**Work to be completed:**
Pull out every line of the records below and reproduce each one word for word, keeping their order.

Dataset rows showing where objects appear
>>>>>
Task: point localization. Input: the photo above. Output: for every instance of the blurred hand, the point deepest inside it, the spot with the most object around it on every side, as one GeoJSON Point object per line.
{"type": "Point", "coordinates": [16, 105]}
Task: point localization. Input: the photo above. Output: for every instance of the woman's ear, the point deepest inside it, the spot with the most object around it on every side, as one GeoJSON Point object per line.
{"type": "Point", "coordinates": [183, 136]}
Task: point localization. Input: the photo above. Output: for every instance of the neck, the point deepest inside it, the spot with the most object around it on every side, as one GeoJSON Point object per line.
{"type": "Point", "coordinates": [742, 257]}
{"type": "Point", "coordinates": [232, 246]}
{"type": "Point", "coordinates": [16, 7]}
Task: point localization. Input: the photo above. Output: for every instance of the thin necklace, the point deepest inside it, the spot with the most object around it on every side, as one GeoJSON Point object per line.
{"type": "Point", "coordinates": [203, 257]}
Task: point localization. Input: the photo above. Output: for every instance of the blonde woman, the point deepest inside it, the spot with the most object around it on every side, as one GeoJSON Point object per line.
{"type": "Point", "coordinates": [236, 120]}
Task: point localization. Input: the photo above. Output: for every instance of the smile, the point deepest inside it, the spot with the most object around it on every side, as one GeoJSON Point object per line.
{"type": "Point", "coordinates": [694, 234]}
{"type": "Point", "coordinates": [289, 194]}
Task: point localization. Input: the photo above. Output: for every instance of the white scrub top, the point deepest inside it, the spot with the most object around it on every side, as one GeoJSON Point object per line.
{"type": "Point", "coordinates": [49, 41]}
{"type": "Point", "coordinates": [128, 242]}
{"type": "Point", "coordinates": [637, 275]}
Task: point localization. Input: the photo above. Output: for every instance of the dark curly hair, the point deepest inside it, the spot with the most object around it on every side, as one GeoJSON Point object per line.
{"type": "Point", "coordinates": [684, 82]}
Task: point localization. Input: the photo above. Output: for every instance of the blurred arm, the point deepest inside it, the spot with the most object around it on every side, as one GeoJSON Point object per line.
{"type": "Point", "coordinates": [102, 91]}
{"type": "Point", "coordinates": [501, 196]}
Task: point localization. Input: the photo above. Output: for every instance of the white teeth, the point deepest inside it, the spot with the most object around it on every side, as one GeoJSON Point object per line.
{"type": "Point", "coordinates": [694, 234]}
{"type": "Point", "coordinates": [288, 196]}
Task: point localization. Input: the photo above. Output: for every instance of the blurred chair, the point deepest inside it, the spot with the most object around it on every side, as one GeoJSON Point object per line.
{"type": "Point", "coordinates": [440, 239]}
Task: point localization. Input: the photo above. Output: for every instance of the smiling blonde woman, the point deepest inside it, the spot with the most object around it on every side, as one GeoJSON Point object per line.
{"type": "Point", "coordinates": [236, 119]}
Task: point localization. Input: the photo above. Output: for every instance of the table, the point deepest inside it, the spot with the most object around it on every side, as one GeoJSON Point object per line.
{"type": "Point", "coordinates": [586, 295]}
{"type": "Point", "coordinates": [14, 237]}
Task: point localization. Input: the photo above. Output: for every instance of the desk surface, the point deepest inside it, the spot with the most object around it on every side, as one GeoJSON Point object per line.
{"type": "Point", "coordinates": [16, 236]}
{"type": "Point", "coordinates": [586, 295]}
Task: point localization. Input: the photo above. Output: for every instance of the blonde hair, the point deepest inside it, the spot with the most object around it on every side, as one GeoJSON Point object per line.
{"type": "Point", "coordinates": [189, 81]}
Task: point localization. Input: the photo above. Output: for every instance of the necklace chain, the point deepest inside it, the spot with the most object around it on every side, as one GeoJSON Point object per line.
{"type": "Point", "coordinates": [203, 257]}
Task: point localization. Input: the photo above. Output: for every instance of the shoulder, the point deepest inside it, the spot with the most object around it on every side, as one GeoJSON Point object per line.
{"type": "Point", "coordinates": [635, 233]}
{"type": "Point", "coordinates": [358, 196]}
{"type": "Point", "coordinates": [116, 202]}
<<<<<
**Worked solution:**
Task: point localization. Input: the photo above. Output: for every instance of the blurred hand, the point deepest inside it, the spot with the most object around it on every side, as one GeoJSON Point object per line.
{"type": "Point", "coordinates": [16, 105]}
Task: point localization. Input: the photo above. Output: for every instance of the woman's ear, the point deepest inside it, the spot with the most object around it on every side, as one GeoJSON Point object per line.
{"type": "Point", "coordinates": [183, 136]}
Task: point localization. Input: the photo above. Output: for every instance of the neck, the point deepest inside it, the spot with the most object around it on every side, as one GeoJSON Point object per line.
{"type": "Point", "coordinates": [742, 257]}
{"type": "Point", "coordinates": [232, 246]}
{"type": "Point", "coordinates": [16, 7]}
Task: point localization. Input: the photo above. Output: for every instance of the thin necklace, the point deepest inside it, the spot with the most object around it on every side, as one GeoJSON Point object per line.
{"type": "Point", "coordinates": [203, 257]}
Task: point localization. Input: the photo above. Output: for every instance of the blonde woman, the point deepest inside it, the spot with the most object around it on every side, as one GeoJSON Point object per line.
{"type": "Point", "coordinates": [236, 120]}
Task: point localization. Input: the photo above. Output: for every instance of the smile, the point deepest inside it, the spot with the most object around it on every side, as one GeoJSON Point object per line.
{"type": "Point", "coordinates": [694, 234]}
{"type": "Point", "coordinates": [289, 194]}
Task: point localization. Input: the photo above. Output: for every instance of the white scrub top, the point deepest inside it, the spot with the most object around it on every side, as one GeoJSON Point object per line.
{"type": "Point", "coordinates": [49, 41]}
{"type": "Point", "coordinates": [128, 242]}
{"type": "Point", "coordinates": [637, 275]}
Task: point localization. Input: the photo above. Output: for every instance of the dark curly hair, the point deepest inside it, the spot with the most object around it on every side, as one GeoJSON Point object per line.
{"type": "Point", "coordinates": [684, 82]}
Task: point localization. Input: the photo above. Output: for every instance of the blurred arm, the point deepest inside it, the spot with the most object around it on every side, as one GeoJSON Point object per line.
{"type": "Point", "coordinates": [102, 91]}
{"type": "Point", "coordinates": [501, 196]}
Task: point localization. Input: the photo above. Output: for every instance of the white teeth, the point deepest inside it, the spot with the most object around it on every side, as one GeoJSON Point object per line.
{"type": "Point", "coordinates": [694, 234]}
{"type": "Point", "coordinates": [288, 196]}
Task: point localization. Input: the photo above. Output: for every instance of the blurred chair, the point deepest inside it, the spot with the most object around it on every side, as one GeoJSON Point object per line.
{"type": "Point", "coordinates": [440, 239]}
Task: point localization. Input: the photo above. Output: for every instance of the smiling blonde woman, the point deepest inside it, the spot with the most object around it on every side, as one GeoJSON Point object per line.
{"type": "Point", "coordinates": [236, 119]}
Task: point localization. Input: the photo above. Output: for every instance of the table, the point deepest inside it, the spot with the most object around it on every side, as one GeoJSON Point object per line.
{"type": "Point", "coordinates": [586, 295]}
{"type": "Point", "coordinates": [14, 237]}
Task: point localization. Input: the photo above. Output: for every instance of the desk surface, the point deepest inside it, the spot with the most object around it on every side, as one GeoJSON Point object per line.
{"type": "Point", "coordinates": [16, 236]}
{"type": "Point", "coordinates": [586, 295]}
Task: point localization. Input: the photo above. Output: for every instance of the blonde hair, the point deepest inside it, the spot with the most object around it on every side, as one GeoJSON Point object per line.
{"type": "Point", "coordinates": [189, 81]}
Task: point localization. Input: the photo above. Output: for every instance of the necklace chain, the point deepest inside it, the spot with the most object around it on every side, as one GeoJSON Point object per line.
{"type": "Point", "coordinates": [203, 257]}
Task: point localization. Input: the photo above. Output: for every instance of the shoulder, the point deepest inside it, the spot with the most object around it on every side, as one GeoJSON Point object per line.
{"type": "Point", "coordinates": [635, 233]}
{"type": "Point", "coordinates": [358, 196]}
{"type": "Point", "coordinates": [116, 202]}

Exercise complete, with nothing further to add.